§ **TASK REQUIREMENTS**: Of the entries below, restate word for word only the section that runs from the line with "Target: white ceramic surface" to the line with "Target: fried chicken piece", counting both ends.
**** INPUT FOR THIS TASK
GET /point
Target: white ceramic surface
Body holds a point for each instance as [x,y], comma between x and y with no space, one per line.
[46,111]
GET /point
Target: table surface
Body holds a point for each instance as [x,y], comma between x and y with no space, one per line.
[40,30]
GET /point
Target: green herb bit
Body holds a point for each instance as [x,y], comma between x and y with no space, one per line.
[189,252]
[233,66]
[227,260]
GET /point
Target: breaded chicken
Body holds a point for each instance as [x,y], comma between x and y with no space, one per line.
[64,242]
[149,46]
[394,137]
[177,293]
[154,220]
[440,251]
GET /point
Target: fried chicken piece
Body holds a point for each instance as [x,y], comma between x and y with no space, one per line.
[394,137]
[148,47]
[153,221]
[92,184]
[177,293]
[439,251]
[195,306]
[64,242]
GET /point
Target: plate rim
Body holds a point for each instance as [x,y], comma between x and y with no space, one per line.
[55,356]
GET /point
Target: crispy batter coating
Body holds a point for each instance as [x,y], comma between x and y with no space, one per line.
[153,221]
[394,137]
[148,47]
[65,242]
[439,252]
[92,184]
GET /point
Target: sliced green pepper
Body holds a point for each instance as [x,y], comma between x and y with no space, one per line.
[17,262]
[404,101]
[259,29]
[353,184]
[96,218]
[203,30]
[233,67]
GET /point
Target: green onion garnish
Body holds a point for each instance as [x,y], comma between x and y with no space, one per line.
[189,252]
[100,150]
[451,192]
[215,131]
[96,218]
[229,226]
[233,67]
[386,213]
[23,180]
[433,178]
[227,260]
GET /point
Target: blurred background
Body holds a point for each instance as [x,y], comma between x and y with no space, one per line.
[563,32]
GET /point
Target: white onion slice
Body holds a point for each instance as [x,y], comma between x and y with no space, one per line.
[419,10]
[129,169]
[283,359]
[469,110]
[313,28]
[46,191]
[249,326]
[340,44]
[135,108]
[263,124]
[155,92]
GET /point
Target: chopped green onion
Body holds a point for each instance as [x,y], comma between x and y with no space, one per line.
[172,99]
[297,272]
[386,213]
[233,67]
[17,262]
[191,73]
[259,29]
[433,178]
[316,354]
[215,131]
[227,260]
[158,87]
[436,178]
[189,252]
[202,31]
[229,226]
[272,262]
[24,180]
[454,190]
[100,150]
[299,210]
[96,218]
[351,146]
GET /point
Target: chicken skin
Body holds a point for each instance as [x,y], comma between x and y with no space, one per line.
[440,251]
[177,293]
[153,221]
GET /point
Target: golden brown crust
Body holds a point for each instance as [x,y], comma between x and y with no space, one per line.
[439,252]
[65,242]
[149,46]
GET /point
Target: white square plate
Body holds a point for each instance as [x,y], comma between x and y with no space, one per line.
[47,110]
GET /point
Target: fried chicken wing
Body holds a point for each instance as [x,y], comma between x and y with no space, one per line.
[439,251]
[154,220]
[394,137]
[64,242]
********
**** INPUT FOR THIS TASK
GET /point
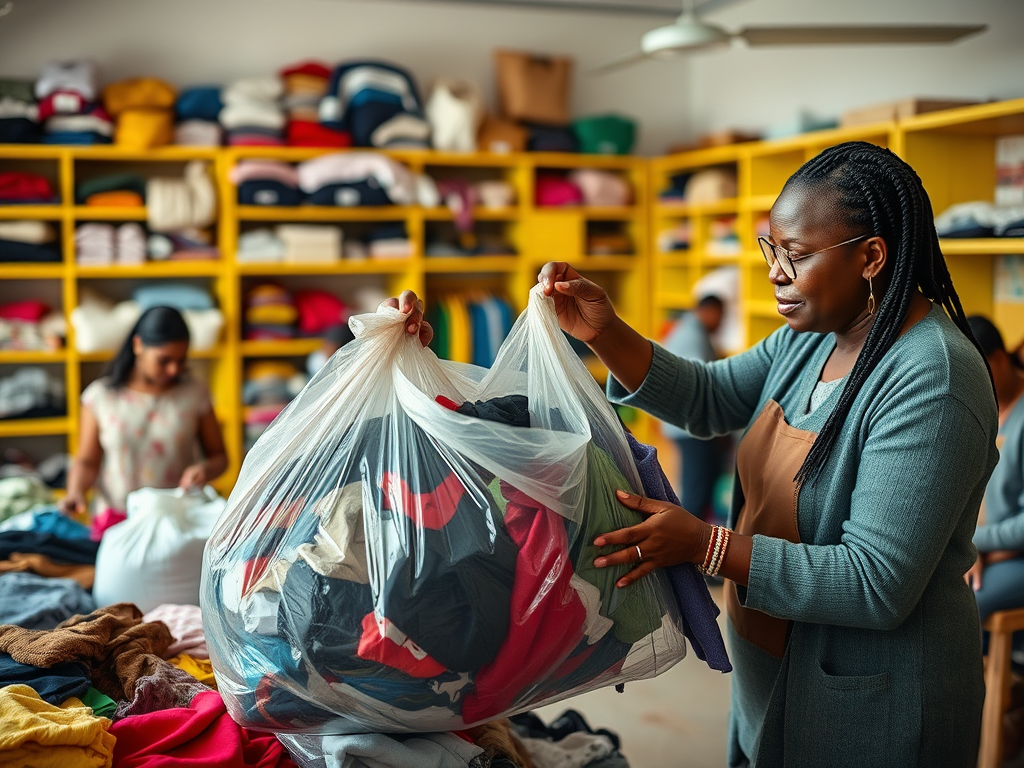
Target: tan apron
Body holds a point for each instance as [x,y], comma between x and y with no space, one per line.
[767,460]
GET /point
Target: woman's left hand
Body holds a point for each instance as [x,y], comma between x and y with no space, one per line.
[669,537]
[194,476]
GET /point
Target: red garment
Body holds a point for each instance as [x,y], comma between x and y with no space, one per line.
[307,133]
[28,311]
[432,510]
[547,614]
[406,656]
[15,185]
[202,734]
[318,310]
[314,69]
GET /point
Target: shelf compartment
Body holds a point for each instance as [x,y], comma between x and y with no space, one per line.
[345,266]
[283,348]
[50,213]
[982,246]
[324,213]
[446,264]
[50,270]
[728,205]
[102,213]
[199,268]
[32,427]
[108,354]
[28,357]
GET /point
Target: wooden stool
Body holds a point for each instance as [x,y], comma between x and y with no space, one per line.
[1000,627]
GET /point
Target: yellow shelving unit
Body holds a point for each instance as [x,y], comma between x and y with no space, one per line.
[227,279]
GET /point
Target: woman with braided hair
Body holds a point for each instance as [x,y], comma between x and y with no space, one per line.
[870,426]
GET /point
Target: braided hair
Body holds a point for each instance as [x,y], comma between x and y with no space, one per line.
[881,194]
********
§ **SOLVED PROBLEM**:
Target: white ceramic surface
Body holds a point for each instance as [x,y], comma between x and y with no space, one per line.
[46,111]
GET /point
Target: table surface
Body holds a point for each instance as [x,y], comma between x and y with no space, one per line.
[40,30]
GET /point
Target: green herb bit
Body holds a point for each instance as [x,y], comma between x and y with no space, one per line.
[189,252]
[233,66]
[227,260]
GET /point
Target: breaded chicken
Body holds a point for each instance as [x,y], comma between x and y with no space, one per line.
[64,242]
[149,46]
[394,137]
[177,293]
[154,220]
[440,251]
GET /point
Target: fried chicken piece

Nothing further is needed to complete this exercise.